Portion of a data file
==========

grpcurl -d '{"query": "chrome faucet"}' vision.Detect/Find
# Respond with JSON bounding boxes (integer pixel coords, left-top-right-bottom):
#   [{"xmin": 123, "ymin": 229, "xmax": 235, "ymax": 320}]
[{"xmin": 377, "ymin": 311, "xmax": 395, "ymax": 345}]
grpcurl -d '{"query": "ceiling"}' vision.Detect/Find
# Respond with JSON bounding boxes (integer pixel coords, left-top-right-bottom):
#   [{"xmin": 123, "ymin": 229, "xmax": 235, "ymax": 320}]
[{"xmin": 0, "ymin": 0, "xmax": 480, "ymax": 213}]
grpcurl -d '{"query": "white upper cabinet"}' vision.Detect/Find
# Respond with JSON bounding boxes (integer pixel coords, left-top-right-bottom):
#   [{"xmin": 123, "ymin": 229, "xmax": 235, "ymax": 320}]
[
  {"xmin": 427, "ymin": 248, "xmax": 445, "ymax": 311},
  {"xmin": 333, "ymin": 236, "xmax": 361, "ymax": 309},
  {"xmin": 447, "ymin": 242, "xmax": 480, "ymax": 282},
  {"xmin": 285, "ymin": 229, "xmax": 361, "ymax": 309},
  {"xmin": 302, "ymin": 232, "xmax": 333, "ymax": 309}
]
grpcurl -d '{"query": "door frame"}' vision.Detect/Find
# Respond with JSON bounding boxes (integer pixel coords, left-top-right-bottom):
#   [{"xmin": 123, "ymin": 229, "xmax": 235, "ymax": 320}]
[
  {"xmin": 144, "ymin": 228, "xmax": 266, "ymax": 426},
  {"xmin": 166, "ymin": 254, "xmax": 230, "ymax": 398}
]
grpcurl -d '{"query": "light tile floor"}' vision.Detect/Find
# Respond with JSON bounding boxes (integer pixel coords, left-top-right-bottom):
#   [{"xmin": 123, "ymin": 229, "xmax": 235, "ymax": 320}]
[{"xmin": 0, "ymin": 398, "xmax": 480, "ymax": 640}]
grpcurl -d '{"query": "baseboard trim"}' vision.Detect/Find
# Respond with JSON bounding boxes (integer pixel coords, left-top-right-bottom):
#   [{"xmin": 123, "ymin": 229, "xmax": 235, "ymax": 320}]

==========

#### DIRECTIONS FOR THIS TASK:
Please pull every line out of the material above and reproduce each one character for character.

#### WRITTEN RESPONSE:
grpcurl -d '{"query": "chrome faucet"}' vision.Detect/Find
# Respond with JSON bounding boxes (integer pixel coords, left-top-right-bottom):
#   [{"xmin": 123, "ymin": 229, "xmax": 235, "ymax": 320}]
[{"xmin": 377, "ymin": 311, "xmax": 395, "ymax": 345}]
grpcurl -d '{"query": "ceiling"}' vision.Detect/Find
# Respond with JSON bounding boxes (integer pixel coords, left-top-right-bottom):
#   [{"xmin": 123, "ymin": 229, "xmax": 235, "ymax": 320}]
[{"xmin": 0, "ymin": 0, "xmax": 480, "ymax": 213}]
grpcurl -d '{"query": "white upper cabinet"}' vision.Detect/Find
# Respond with JSON bounding boxes (integer pixel coords, left-top-right-bottom):
#   [{"xmin": 123, "ymin": 229, "xmax": 235, "ymax": 320}]
[
  {"xmin": 427, "ymin": 248, "xmax": 445, "ymax": 311},
  {"xmin": 333, "ymin": 236, "xmax": 361, "ymax": 309},
  {"xmin": 447, "ymin": 242, "xmax": 480, "ymax": 282},
  {"xmin": 285, "ymin": 229, "xmax": 361, "ymax": 309},
  {"xmin": 302, "ymin": 232, "xmax": 333, "ymax": 309}
]
grpcurl -d '{"query": "door frame"}' vision.Detect/Find
# Respond with JSON bounding boxes (integer pixel coords, left-top-right-bottom):
#   [{"xmin": 123, "ymin": 229, "xmax": 235, "ymax": 320}]
[
  {"xmin": 144, "ymin": 228, "xmax": 266, "ymax": 426},
  {"xmin": 166, "ymin": 254, "xmax": 230, "ymax": 398}
]
grpcurl -d '{"query": "light tile floor"}' vision.Detect/Find
# Respond with JSON bounding boxes (integer pixel coords, left-top-right-bottom):
#   [{"xmin": 123, "ymin": 229, "xmax": 235, "ymax": 320}]
[{"xmin": 0, "ymin": 398, "xmax": 480, "ymax": 640}]
grpcurl -d '{"query": "baseboard trim"}' vision.Detect/Find
# Respond with JSON bounding boxes (integer pixel coords, left-top-right-bottom):
#   [{"xmin": 123, "ymin": 229, "xmax": 235, "ymax": 320}]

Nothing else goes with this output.